[Your goal]
Only one stretch of the records below is wanted: the lines from the one holding "Query: black fedora hat" through the one holding "Query: slovenian flag". Return it exactly, both ends included.
____ Extracted data
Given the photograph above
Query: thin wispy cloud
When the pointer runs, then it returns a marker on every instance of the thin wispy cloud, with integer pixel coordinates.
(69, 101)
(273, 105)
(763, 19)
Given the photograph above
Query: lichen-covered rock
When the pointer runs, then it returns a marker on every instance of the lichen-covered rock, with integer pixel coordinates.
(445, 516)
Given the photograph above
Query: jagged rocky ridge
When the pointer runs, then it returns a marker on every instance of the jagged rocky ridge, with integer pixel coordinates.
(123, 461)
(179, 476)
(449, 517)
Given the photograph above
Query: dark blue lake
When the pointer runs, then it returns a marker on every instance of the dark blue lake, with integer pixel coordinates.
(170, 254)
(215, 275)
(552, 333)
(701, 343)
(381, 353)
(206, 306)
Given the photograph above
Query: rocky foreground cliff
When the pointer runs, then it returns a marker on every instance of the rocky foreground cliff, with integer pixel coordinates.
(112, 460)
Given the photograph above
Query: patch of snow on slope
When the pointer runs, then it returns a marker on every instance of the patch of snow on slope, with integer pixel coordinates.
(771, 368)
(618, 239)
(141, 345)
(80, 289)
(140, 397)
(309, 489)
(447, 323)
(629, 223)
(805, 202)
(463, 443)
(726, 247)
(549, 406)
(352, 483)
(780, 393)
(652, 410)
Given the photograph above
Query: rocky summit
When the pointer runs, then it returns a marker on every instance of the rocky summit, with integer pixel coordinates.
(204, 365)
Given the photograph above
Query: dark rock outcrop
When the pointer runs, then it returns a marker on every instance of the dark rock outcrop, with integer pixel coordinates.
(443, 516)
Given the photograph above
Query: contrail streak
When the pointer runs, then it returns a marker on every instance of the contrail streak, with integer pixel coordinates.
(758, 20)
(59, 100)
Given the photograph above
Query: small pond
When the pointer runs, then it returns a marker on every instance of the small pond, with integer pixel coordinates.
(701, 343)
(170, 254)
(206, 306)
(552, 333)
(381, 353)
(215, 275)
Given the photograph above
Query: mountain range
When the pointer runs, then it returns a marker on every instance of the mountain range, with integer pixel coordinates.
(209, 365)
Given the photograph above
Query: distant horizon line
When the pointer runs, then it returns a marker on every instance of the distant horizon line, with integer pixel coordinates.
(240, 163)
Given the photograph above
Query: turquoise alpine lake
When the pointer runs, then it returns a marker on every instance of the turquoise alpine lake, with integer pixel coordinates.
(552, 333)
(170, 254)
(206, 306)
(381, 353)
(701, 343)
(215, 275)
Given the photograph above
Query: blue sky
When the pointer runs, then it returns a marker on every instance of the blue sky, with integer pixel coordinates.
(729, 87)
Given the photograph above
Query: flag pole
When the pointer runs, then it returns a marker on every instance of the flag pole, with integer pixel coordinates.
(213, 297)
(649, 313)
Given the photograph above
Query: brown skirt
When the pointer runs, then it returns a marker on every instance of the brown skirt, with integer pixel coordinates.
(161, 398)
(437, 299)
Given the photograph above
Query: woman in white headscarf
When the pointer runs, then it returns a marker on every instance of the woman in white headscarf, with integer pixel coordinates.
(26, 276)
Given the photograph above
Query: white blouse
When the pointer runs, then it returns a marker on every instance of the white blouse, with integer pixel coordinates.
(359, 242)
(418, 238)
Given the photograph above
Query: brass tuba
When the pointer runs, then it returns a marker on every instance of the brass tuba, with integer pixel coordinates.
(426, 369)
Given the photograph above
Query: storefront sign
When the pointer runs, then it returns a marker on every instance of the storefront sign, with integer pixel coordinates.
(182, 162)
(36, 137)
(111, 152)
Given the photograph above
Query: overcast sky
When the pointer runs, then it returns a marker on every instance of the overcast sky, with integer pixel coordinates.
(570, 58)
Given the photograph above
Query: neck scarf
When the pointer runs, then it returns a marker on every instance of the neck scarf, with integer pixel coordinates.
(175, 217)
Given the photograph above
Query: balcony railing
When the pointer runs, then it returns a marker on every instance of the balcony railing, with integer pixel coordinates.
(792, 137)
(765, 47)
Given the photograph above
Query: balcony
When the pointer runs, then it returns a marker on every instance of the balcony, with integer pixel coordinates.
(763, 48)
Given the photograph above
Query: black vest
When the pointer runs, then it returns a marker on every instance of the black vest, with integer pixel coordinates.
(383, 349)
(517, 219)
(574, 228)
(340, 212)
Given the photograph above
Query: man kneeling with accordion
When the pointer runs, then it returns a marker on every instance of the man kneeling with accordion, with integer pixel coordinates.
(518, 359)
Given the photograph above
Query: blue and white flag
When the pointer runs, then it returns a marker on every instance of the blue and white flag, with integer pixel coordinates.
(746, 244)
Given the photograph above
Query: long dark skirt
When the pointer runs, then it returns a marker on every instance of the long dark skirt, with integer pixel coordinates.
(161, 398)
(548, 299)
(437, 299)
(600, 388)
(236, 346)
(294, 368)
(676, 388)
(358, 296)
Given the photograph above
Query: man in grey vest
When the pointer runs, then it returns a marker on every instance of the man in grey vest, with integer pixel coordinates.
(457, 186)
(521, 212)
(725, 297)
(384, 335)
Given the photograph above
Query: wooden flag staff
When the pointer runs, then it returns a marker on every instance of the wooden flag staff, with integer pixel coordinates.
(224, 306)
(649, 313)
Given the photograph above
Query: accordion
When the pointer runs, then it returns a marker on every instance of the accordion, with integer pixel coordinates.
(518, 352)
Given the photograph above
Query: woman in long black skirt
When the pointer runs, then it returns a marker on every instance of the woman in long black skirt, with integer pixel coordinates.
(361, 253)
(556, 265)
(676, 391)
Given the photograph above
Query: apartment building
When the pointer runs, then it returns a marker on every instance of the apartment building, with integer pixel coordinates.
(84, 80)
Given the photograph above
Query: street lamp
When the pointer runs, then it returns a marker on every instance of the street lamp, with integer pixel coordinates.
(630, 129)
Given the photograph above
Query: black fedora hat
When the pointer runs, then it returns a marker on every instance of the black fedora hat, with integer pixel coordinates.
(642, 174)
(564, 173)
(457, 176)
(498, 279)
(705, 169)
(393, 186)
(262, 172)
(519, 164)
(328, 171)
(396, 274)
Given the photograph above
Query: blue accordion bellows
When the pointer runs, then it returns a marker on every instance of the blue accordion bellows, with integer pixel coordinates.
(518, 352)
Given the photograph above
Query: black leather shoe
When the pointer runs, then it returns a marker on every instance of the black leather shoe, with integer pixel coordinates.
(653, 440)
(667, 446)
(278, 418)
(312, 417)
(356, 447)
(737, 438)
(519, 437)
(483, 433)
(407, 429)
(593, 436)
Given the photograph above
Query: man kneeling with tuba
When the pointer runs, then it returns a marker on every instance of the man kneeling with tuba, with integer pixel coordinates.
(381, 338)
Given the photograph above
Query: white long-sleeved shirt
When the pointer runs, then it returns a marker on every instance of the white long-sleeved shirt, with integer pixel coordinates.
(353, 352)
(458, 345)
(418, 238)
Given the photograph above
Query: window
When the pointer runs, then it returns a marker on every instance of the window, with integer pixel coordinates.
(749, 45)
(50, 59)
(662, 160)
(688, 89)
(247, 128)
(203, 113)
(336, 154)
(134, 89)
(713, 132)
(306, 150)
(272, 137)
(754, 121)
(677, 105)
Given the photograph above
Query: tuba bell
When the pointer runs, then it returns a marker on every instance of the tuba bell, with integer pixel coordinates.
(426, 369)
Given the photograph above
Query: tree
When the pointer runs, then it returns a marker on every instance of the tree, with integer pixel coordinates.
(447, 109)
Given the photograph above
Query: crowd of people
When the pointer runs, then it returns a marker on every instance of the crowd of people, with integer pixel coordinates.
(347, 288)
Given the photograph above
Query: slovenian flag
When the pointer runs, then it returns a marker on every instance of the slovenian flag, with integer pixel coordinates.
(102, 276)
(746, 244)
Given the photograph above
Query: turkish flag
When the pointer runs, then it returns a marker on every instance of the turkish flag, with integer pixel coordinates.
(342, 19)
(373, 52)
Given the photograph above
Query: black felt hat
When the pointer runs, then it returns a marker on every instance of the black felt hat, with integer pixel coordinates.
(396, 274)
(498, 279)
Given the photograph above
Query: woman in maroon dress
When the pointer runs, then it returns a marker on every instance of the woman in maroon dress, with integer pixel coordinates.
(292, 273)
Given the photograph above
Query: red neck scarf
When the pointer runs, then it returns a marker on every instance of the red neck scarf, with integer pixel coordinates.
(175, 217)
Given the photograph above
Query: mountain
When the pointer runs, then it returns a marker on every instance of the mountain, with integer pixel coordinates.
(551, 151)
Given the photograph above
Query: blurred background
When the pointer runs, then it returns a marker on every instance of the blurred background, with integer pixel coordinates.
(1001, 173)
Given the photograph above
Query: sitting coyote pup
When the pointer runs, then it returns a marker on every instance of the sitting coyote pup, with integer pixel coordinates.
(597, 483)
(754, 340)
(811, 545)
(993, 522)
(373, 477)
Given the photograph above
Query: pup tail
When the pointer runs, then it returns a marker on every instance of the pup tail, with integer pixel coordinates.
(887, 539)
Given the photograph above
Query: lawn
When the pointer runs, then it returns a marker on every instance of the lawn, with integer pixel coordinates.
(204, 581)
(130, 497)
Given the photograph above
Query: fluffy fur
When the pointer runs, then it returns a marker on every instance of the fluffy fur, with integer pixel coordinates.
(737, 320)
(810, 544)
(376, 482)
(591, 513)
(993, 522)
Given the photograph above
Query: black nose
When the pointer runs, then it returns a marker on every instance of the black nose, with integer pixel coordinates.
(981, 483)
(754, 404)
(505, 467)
________
[Response to this exercise]
Query: black fedora hat
When the pointer runs, then it returns a marker on every instance of the black fedora hat, with integer pixel coordinates.
(642, 174)
(564, 173)
(457, 176)
(498, 279)
(705, 169)
(393, 186)
(262, 172)
(519, 164)
(328, 171)
(396, 274)
Given the photograph above
Query: blue accordion bellows
When the pointer runs, then it returns a marker on every instance of the blue accordion bellows, with integer pixel coordinates.
(518, 352)
Given the photograph above
Query: black leather shoe
When the pointer runs, then it returns a marker on every instance of the black leather shoe, with integer pixel coordinates.
(653, 440)
(667, 446)
(278, 418)
(312, 417)
(356, 447)
(737, 438)
(519, 437)
(483, 433)
(407, 429)
(593, 436)
Given the photograph above
Query: man kneeling with tuba
When the pointer runs, then it returns a marker on every instance of the man kneeling with tuba, with integer pixel coordinates.
(381, 338)
Given the photograph above
Query: white long-sleeved shirt
When the pointer runs, then it returns a marker on every instance of the white long-sleeved shirt, with integer pixel coordinates.
(353, 352)
(458, 345)
(418, 238)
Given the photograph above
Query: window
When the pointer runs, then it returns a marker on every instance of the window, with integer pixel coordinates.
(749, 45)
(50, 59)
(662, 160)
(688, 89)
(247, 128)
(203, 113)
(336, 154)
(134, 89)
(713, 132)
(306, 150)
(272, 137)
(754, 121)
(677, 105)
Given the photograph above
Query: tuba bell
When the pointer runs, then it returns a marker on every instance of the tuba bell, with integer pixel coordinates.
(426, 369)
Given the photograph above
Query: tree
When the pointer runs, then it returns a marker on every instance of the tree, with integer pixel coordinates.
(447, 109)
Given the photograph above
Query: crowd of people
When the pointer runs, then it returns a marker on every instance of the crowd of people, with integer pixel coordinates.
(347, 288)
Given the photograph above
Query: slovenian flag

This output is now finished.